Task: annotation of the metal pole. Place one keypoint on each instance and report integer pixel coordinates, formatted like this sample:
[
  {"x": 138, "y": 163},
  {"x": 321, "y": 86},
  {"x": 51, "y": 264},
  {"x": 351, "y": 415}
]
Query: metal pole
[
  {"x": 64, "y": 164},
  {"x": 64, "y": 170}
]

== Description of the task ==
Rewrite all the lines of the records as a numbered list, skipping any blank lines.

== Completed task ==
1. Task: annotation of the metal pole. Place one keypoint on each instance and report integer pixel coordinates, formatted like this sample:
2. [
3.   {"x": 138, "y": 163},
4.   {"x": 321, "y": 86},
5.   {"x": 51, "y": 264},
6.   {"x": 351, "y": 415}
7. ]
8. Query: metal pole
9. [
10.   {"x": 64, "y": 164},
11.   {"x": 64, "y": 170}
12. ]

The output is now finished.